Selected excerpt:

Charles Dawson was born in 1864. His grandfather had been a Preston cotton-spinner, but his father broke the connexion with trade, using the family wealth to become a barrister. Ill health soon stopped such ambitions, and he took his own family to live in St Leonards (the new extension to Hastings), in Sussex. For the rest of his life, Charles Dawson was to devote himself to his adopted county.

He trained as a solicitor, and in 1890 bought into a practice in Uckfield, where he would have greater scope than in Hastings. His firm still exists. Nothing irregular has ever been alleged against Dawson the solicitor: a moral point in his favour. Indeed he seems to have been an astute and successful professional man. He took into partnership Ernest Hart, who later rose to be Official Solicitor of England, and editor of Halsbury's Laws : clearly a well chosen partner of consequence.

Tasks to complete:
• A. Return a verbatim portion of the passage on Charles Dawson, beginning at the words "Charles Dawson was born" and ending after the words "his adopted county.".
• B. According to the passage on Charles Dawson, in what year did he buy into a practice in Uckfield?
The material that follows comes from a separate source.

Collected data:
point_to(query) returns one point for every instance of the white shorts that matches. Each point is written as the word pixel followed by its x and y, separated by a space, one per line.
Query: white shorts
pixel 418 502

Results for the exercise:
• A.
Charles Dawson was born in 1864. His grandfather had been a Preston cotton-spinner, but his father broke the connexion with trade, using the family wealth to become a barrister. Ill health soon stopped such ambitions, and he took his own family to live in St Leonards (the new extension to Hastings), in Sussex. For the rest of his life, Charles Dawson was to devote himself to his adopted county.

• B. He bought into the Uckfield practice in 1890.